* _Your objective_:
Rescale part of the listing below, from the line with "Could you please locate the boat" up to and including the line with "0 123 1270 948". Write out only those lines, the request too, with each box coordinate in the answer multiplied by 1.7 and rounded to a whole number, halves rounded up.

* _Listed records_:
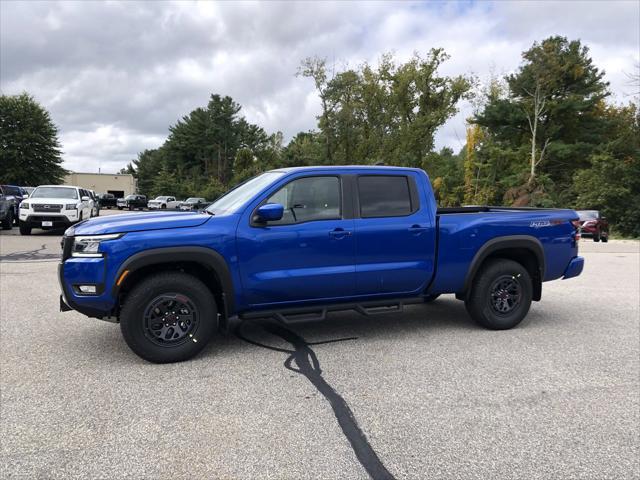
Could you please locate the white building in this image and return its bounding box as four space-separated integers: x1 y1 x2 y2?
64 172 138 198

...

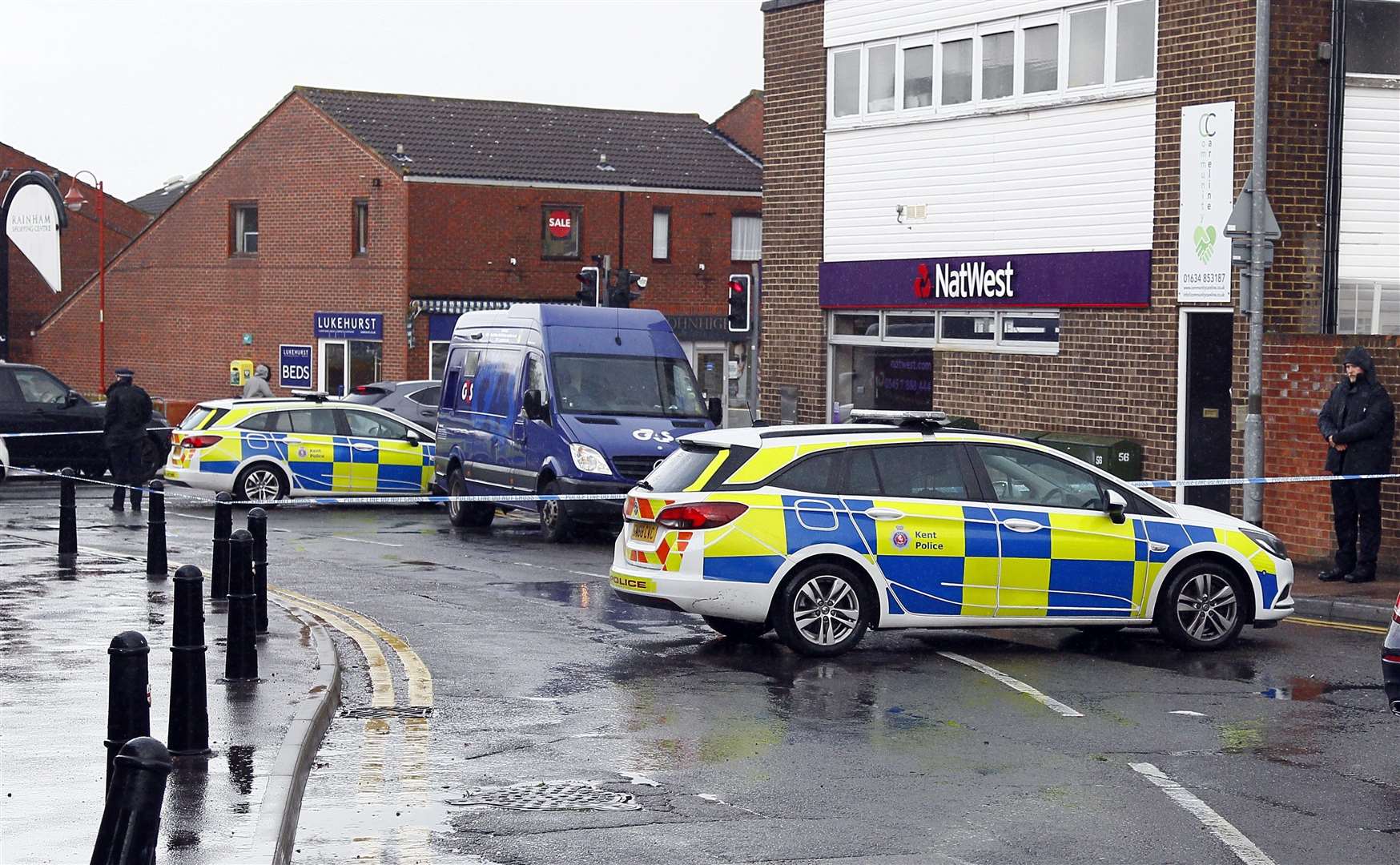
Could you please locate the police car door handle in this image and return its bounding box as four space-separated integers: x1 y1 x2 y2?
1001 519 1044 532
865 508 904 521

--

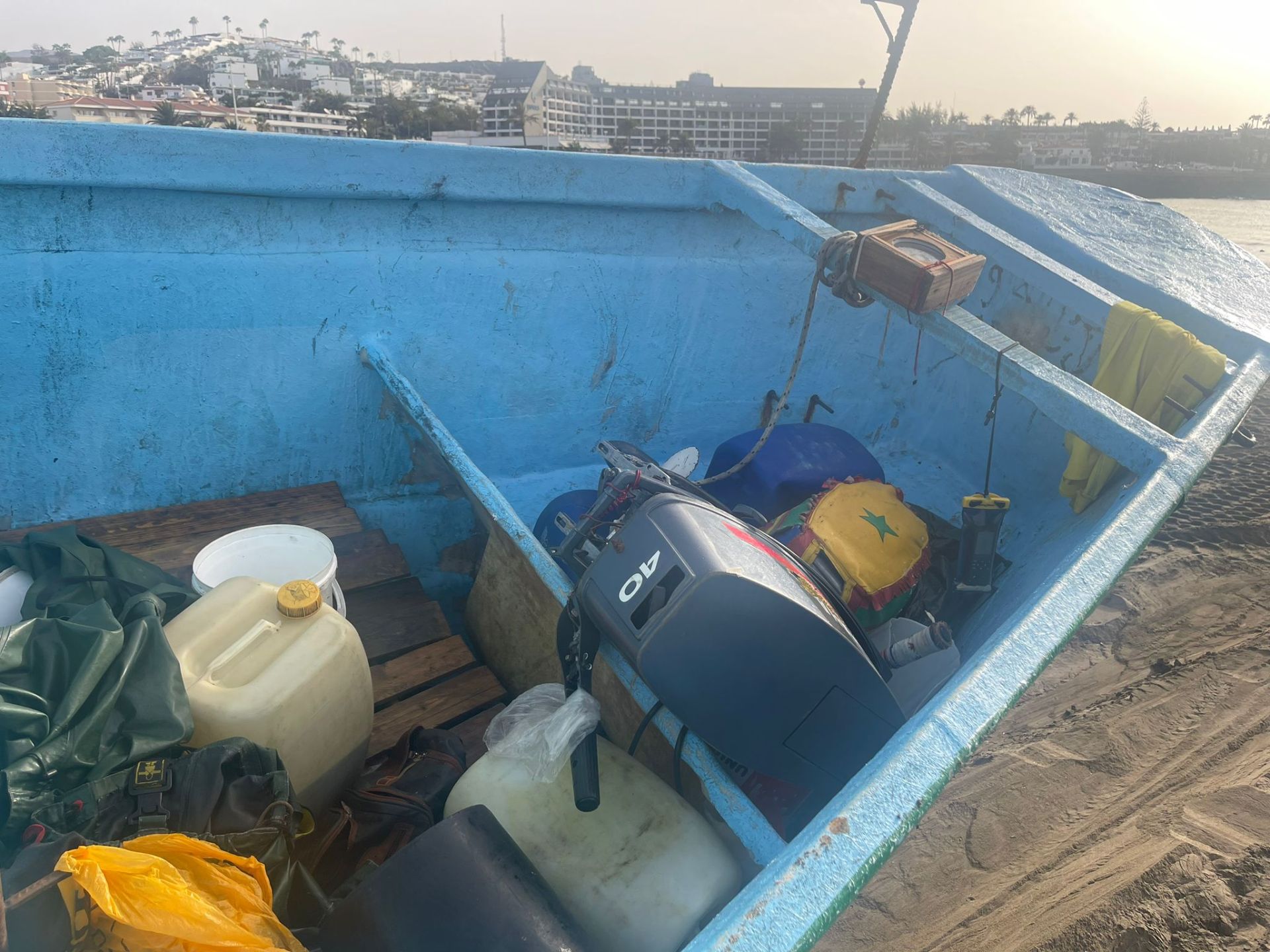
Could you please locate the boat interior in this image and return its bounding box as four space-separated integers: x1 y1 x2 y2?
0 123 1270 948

* _Result of the task_:
Could you please locate the boat interior in this image and return its bounding box as four space-separated integers: x1 y1 x2 y2?
0 209 2159 1612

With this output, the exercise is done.